━━━━━ TRECHO CITADO

Um amigo nosso, pós-60 como muitos da turma, resolveu aprontar mais uma das suas na semana passada. Teimou em desafiar o seu pulmão e encheu-o d'água. Mas o coração já cansado de tantas peripécias não entrou na brincadeira. Aí sobrou água no pulmão e, de quebra, um edema pulmonar agudo... Tudo bem que o troço é chique mas o susto é maior ainda. Agora está tudo bem, mas esses perrengues acabam por unir os pós-60.

Nós, os pós-60, somos solidários, é como entendêssemos que ninguém está nesse bonde porque quer. Ser pós-60 é fogo. Mas é bom. Temos a ilusão de que os pré-60 que gravitam ao nosso redor se sentem gratos pelos nossos ensinamentos mas, no fundo, talvez seja porque somos "meio" engraçados, já não temos tanto peso sobre os ombros, já sentimos um certo alívio por termos alguma história pessoal e isso tudo é refletido na nossa maneira de encarar a vida.

━━━━━━━━━━

## ENUNCIADO DA TAREFA
Transcreva na íntegra, sem nenhuma alteração, o trecho citado acima sobre a vida de quem passou dos 60 anos.

━━━━━ DADOS SELECIONADOS

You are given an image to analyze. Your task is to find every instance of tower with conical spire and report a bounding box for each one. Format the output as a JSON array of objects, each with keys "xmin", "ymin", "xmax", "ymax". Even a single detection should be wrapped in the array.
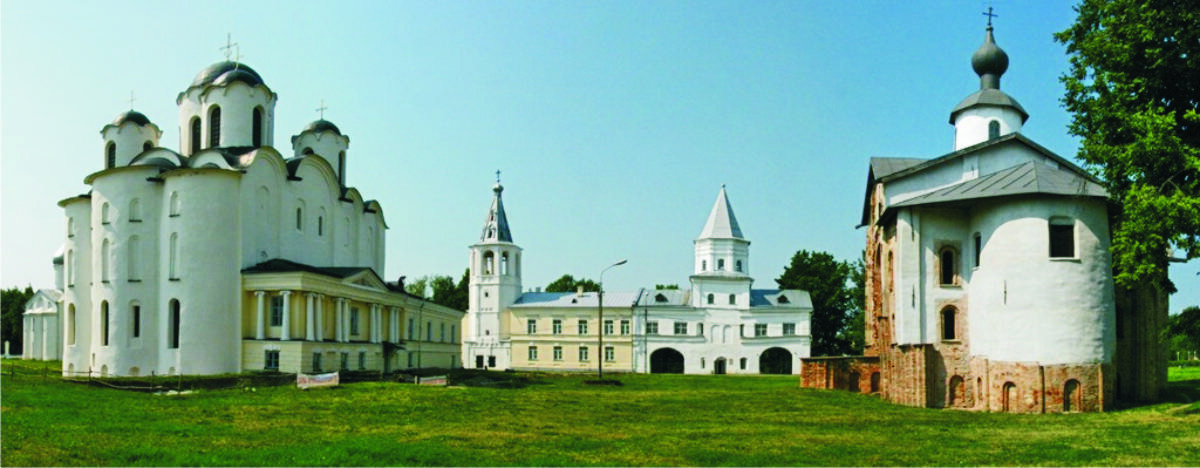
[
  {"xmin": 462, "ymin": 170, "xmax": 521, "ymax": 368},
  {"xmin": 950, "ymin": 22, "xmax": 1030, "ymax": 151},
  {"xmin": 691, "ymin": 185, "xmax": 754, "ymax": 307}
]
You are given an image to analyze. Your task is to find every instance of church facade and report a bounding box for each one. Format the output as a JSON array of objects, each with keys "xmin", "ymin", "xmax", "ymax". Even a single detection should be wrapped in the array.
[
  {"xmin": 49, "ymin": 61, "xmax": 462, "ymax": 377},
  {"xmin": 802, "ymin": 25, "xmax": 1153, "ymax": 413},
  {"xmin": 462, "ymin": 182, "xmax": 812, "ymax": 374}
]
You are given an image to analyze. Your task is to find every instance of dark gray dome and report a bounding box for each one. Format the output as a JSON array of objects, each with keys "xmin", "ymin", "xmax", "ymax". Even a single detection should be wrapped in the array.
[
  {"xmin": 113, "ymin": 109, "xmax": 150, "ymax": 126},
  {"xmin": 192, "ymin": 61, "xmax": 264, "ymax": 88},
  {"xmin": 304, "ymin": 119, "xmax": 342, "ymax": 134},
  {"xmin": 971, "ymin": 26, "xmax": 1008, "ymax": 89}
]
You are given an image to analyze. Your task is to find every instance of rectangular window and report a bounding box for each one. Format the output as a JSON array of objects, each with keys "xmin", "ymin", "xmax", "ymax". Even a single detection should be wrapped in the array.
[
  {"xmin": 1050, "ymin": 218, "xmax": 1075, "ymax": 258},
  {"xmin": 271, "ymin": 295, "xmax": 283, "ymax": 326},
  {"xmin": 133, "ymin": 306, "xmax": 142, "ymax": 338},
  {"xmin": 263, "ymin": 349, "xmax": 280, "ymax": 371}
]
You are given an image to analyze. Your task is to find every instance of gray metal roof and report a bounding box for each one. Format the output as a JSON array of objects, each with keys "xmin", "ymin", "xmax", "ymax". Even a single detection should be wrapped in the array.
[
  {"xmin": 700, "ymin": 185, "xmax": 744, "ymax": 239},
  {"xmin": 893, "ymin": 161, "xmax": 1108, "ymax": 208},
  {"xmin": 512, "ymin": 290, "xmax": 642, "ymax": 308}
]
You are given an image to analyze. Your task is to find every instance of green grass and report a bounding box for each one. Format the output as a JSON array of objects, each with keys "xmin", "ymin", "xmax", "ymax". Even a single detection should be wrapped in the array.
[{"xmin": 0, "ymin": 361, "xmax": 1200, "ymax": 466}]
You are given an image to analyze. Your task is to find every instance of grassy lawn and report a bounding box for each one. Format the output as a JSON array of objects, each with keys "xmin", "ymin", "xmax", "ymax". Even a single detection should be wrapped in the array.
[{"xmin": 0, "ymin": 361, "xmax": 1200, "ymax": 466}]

━━━━━━━━━━

## RESPOSTA DA TAREFA
Um amigo nosso, pós-60 como muitos da turma, resolveu aprontar mais uma das suas na semana passada. Teimou em desafiar o seu pulmão e encheu-o d'água. Mas o coração já cansado de tantas peripécias não entrou na brincadeira. Aí sobrou água no pulmão e, de quebra, um edema pulmonar agudo... Tudo bem que o troço é chique mas o susto é maior ainda. Agora está tudo bem, mas esses perrengues acabam por unir os pós-60.

Nós, os pós-60, somos solidários, é como entendêssemos que ninguém está nesse bonde porque quer. Ser pós-60 é fogo. Mas é bom. Temos a ilusão de que os pré-60 que gravitam ao nosso redor se sentem gratos pelos nossos ensinamentos mas, no fundo, talvez seja porque somos "meio" engraçados, já não temos tanto peso sobre os ombros, já sentimos um certo alívio por termos alguma história pessoal e isso tudo é refletido na nossa maneira de encarar a vida.